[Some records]
<<<<

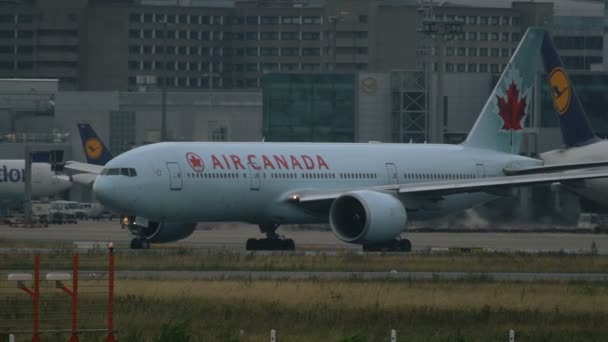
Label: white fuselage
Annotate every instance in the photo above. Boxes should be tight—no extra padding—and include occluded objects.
[94,142,540,224]
[0,159,71,202]
[540,140,608,206]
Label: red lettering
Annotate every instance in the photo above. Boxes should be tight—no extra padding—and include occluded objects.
[273,155,289,170]
[230,154,245,170]
[317,154,329,170]
[302,155,315,170]
[289,156,303,170]
[247,154,260,170]
[222,154,230,170]
[211,154,224,170]
[262,155,274,170]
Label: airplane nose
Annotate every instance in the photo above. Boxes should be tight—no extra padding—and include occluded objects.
[93,176,113,207]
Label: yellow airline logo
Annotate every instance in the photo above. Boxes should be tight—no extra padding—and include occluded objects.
[549,67,571,115]
[84,138,103,159]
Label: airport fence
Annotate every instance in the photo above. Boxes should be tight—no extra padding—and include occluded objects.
[0,245,116,342]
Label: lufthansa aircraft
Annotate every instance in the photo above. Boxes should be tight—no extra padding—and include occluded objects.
[541,31,608,206]
[0,159,71,204]
[65,123,114,186]
[86,28,608,251]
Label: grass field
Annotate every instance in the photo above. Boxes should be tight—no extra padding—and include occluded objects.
[3,281,608,342]
[0,249,608,273]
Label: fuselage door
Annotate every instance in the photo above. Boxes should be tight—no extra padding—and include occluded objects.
[386,163,399,184]
[476,164,486,178]
[247,158,262,191]
[167,162,182,191]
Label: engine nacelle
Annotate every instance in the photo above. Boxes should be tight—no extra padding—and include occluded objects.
[128,221,196,242]
[329,190,407,244]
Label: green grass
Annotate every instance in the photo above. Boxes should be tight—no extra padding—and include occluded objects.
[0,249,608,273]
[0,280,608,342]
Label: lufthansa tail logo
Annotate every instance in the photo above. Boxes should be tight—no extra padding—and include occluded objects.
[549,67,572,115]
[84,138,103,159]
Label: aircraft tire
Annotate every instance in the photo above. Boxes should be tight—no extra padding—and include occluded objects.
[282,239,296,251]
[139,239,150,249]
[245,239,258,251]
[399,239,412,253]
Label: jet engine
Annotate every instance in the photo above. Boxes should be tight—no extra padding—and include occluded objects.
[329,190,407,244]
[128,221,196,242]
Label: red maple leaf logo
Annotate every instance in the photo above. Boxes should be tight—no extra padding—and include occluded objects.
[186,152,205,172]
[496,81,526,131]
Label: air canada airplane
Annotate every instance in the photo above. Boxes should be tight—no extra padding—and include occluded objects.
[84,28,608,251]
[540,31,608,207]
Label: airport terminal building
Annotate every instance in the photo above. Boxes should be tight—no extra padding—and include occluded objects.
[0,0,608,219]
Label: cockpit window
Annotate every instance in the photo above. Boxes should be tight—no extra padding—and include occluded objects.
[101,167,137,177]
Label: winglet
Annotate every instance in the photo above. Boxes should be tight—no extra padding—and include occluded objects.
[463,27,546,154]
[78,123,113,166]
[541,33,600,147]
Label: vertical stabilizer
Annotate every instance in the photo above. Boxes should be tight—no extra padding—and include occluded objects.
[463,27,546,154]
[542,33,600,147]
[78,123,114,166]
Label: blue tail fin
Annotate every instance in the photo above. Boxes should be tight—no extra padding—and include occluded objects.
[78,123,114,166]
[463,27,546,154]
[541,33,599,147]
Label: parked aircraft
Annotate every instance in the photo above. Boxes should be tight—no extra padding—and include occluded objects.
[78,28,608,251]
[66,123,114,185]
[540,35,608,206]
[0,159,71,203]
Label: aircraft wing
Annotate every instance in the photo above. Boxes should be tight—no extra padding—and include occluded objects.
[64,161,103,175]
[503,160,608,176]
[294,168,608,203]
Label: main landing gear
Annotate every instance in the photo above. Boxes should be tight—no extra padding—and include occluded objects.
[245,224,296,251]
[131,238,150,249]
[121,217,150,249]
[363,239,412,252]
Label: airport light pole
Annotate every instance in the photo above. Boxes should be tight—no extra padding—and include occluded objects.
[418,0,464,143]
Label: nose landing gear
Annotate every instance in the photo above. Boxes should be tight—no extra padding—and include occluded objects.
[245,224,296,251]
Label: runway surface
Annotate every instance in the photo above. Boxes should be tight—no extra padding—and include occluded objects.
[108,271,608,282]
[0,220,608,254]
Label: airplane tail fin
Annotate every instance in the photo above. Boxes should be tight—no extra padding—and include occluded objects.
[541,33,599,147]
[78,123,114,166]
[463,27,546,154]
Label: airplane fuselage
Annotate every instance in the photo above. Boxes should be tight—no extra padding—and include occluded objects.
[95,142,540,224]
[0,159,70,202]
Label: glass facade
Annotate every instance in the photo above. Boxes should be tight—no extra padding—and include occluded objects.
[262,74,356,142]
[110,111,135,156]
[541,73,608,138]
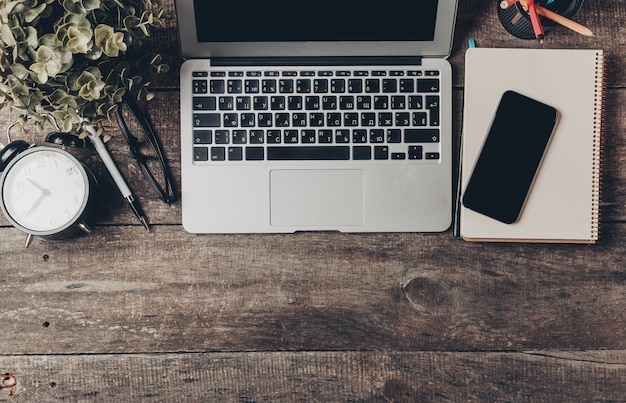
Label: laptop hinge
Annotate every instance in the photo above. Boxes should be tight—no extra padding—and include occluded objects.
[211,56,422,66]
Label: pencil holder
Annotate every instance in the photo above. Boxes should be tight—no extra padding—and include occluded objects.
[496,0,583,39]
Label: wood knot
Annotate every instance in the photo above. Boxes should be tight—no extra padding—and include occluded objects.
[402,277,450,311]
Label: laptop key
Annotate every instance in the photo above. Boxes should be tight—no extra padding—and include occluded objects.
[246,147,265,161]
[193,147,209,161]
[193,97,217,111]
[211,147,226,161]
[426,95,439,126]
[267,146,350,161]
[352,146,372,160]
[404,129,439,143]
[417,78,439,92]
[193,113,221,127]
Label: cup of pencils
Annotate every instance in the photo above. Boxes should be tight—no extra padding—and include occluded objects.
[496,0,593,43]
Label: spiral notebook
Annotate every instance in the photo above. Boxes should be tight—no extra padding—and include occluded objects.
[457,48,604,244]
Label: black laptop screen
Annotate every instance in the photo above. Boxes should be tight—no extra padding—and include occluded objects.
[194,0,438,42]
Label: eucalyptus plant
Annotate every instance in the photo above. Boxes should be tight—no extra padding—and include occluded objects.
[0,0,167,136]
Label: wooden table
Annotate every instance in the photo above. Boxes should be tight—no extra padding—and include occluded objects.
[0,0,626,402]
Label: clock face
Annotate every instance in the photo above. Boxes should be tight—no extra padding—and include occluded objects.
[2,147,89,233]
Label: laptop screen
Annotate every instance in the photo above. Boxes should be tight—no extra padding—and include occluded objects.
[175,0,458,59]
[194,0,438,42]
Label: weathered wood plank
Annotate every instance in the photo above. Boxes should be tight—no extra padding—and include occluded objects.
[0,224,626,354]
[0,350,626,402]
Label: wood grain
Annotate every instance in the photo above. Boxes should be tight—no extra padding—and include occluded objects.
[0,351,626,402]
[0,0,626,402]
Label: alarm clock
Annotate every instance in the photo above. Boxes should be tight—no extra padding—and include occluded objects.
[0,140,98,246]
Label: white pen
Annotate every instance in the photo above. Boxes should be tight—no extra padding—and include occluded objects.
[87,129,150,231]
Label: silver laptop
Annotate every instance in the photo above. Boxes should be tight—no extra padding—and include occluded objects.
[176,0,457,233]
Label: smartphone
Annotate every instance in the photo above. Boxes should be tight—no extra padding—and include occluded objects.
[462,91,558,224]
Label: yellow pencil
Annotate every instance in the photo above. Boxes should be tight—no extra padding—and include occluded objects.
[535,6,593,36]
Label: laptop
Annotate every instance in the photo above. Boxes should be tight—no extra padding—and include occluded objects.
[175,0,457,233]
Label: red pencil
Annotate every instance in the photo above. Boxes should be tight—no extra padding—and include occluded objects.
[526,0,544,43]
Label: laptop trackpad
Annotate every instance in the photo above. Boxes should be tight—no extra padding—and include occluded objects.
[270,169,363,226]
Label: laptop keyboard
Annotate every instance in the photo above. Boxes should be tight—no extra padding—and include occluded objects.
[192,67,441,164]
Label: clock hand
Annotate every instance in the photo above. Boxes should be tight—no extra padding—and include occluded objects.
[26,178,46,192]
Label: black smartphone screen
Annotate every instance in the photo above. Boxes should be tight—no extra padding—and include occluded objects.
[463,91,558,224]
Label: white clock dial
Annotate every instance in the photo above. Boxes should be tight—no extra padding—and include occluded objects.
[2,149,89,232]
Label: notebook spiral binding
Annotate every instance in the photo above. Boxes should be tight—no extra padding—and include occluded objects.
[591,51,606,242]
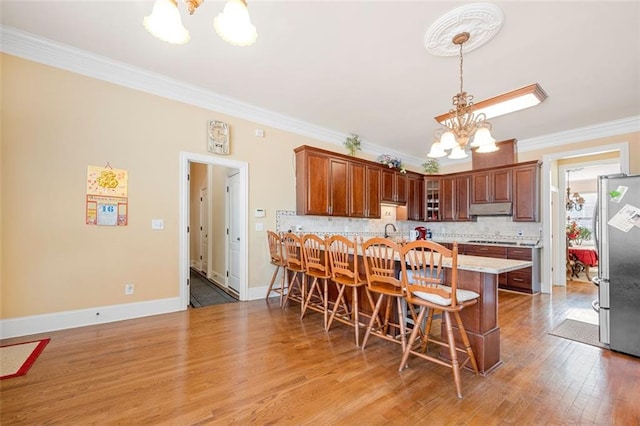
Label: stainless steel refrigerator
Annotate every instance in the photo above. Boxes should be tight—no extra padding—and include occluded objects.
[593,174,640,357]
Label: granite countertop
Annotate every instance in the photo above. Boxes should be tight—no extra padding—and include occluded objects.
[432,238,543,248]
[350,247,533,274]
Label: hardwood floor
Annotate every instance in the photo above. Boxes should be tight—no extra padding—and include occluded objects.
[0,283,640,425]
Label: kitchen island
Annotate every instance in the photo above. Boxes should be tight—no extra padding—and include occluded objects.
[442,255,533,375]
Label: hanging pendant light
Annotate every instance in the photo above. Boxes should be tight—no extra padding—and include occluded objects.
[427,32,498,160]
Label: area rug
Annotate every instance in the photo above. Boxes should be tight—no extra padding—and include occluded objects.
[0,339,51,380]
[549,319,607,348]
[189,269,238,308]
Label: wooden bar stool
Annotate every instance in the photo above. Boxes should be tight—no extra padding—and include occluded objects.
[300,234,331,330]
[265,231,286,306]
[362,237,415,352]
[400,240,480,398]
[327,235,375,346]
[282,232,307,309]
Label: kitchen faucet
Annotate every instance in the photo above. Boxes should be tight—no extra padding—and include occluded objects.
[384,223,398,238]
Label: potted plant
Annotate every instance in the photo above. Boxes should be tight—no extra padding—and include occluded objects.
[344,133,362,156]
[422,158,440,175]
[378,154,407,173]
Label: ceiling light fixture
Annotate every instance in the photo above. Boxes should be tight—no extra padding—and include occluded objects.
[565,169,584,212]
[436,83,547,124]
[142,0,190,44]
[213,0,258,46]
[427,32,498,160]
[143,0,258,46]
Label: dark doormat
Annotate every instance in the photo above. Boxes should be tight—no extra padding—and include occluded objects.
[189,269,238,308]
[549,319,608,349]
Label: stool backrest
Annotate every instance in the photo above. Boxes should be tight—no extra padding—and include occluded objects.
[302,234,329,276]
[400,240,458,307]
[362,237,402,294]
[327,235,361,284]
[267,231,285,266]
[282,232,305,271]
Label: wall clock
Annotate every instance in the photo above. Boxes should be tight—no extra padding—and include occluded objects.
[208,120,229,155]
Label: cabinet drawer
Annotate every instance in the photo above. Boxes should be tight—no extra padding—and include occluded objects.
[464,244,507,259]
[506,268,531,291]
[507,247,531,260]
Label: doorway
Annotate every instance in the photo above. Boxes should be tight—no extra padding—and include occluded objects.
[541,142,629,294]
[179,152,249,308]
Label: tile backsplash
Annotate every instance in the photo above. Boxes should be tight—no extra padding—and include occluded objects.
[276,211,542,244]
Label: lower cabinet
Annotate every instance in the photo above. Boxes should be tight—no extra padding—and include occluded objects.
[500,247,540,294]
[458,244,540,294]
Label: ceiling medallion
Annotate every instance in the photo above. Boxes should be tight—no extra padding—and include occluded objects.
[424,3,504,56]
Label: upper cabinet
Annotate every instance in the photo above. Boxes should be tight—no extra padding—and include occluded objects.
[349,162,382,219]
[382,169,408,204]
[424,176,440,221]
[471,168,512,204]
[294,146,540,222]
[439,174,471,222]
[407,173,425,221]
[296,150,349,216]
[512,161,541,222]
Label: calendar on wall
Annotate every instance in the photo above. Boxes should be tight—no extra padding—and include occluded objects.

>>>>

Direction - Give the part of the records that opens with the line containing "Label: hanging pendant light" and closes with the line containing "[507,247,531,260]" as a Markdown table with the columns Row and Line. Number each line in order and leave out blank ones.

Expected answer -
| Row | Line |
|---|---|
| 1 | Label: hanging pendant light |
| 2 | Annotate every instance in the photo above. Boxes should be tight—no extra padding—and include occluded objects. |
| 3 | [427,32,498,160] |
| 4 | Label: area rug |
| 5 | Annotate every instance in the photo above. Boxes should be tight—no extra padding—and include occluded objects. |
| 6 | [0,339,51,380] |
| 7 | [549,319,607,348] |
| 8 | [189,269,238,308] |
| 9 | Label: wooden bar stool |
| 10 | Annotate every instance in the photo above. Boxes should be tight—no extra padding—and include occluded objects. |
| 11 | [300,234,331,330] |
| 12 | [265,231,286,306] |
| 13 | [362,237,415,352] |
| 14 | [400,240,480,398] |
| 15 | [327,235,375,346] |
| 16 | [282,232,307,309] |
| 17 | Label: kitchen faucet |
| 18 | Annotate every instance in the photo above. Boxes should be tight—no extra padding—and include occluded objects. |
| 19 | [384,223,398,238] |
| 20 | Label: potted plant |
| 21 | Annotate every instance in the photo above. Boxes should be tight—no extra padding—and include occluded objects. |
| 22 | [344,133,362,156] |
| 23 | [422,158,440,175] |
| 24 | [378,154,407,173] |
| 25 | Label: ceiling light fixture |
| 26 | Annotate every instance in the photo above. Boxes should be tight—no extra padding—and include occluded objects. |
| 27 | [565,169,584,212] |
| 28 | [436,83,547,124] |
| 29 | [142,0,190,44] |
| 30 | [213,0,258,46] |
| 31 | [427,32,498,160] |
| 32 | [143,0,258,46] |
| 33 | Label: dark doormat |
| 34 | Annotate every instance in the photo above. Boxes should be tight—no extra padding—and include occluded objects. |
| 35 | [189,269,238,308] |
| 36 | [549,319,608,349] |
| 37 | Label: stool backrest |
| 38 | Annotate every instance in the photo above. Boxes should be tight—no extra padding—and include occluded objects. |
| 39 | [302,234,329,276] |
| 40 | [400,240,458,307] |
| 41 | [362,237,402,294] |
| 42 | [327,235,361,284] |
| 43 | [267,231,285,266] |
| 44 | [282,232,305,271] |
| 45 | Label: wall clock |
| 46 | Annotate every instance in the photo above. Boxes should be tight—no extra padding—and include occluded objects. |
| 47 | [208,120,229,155] |
| 48 | Label: cabinet drawer |
| 49 | Annotate every instance in the photo above. Boxes should be tight—no extra padding—and include occluded objects. |
| 50 | [464,244,507,259] |
| 51 | [506,268,531,291] |
| 52 | [507,247,531,260] |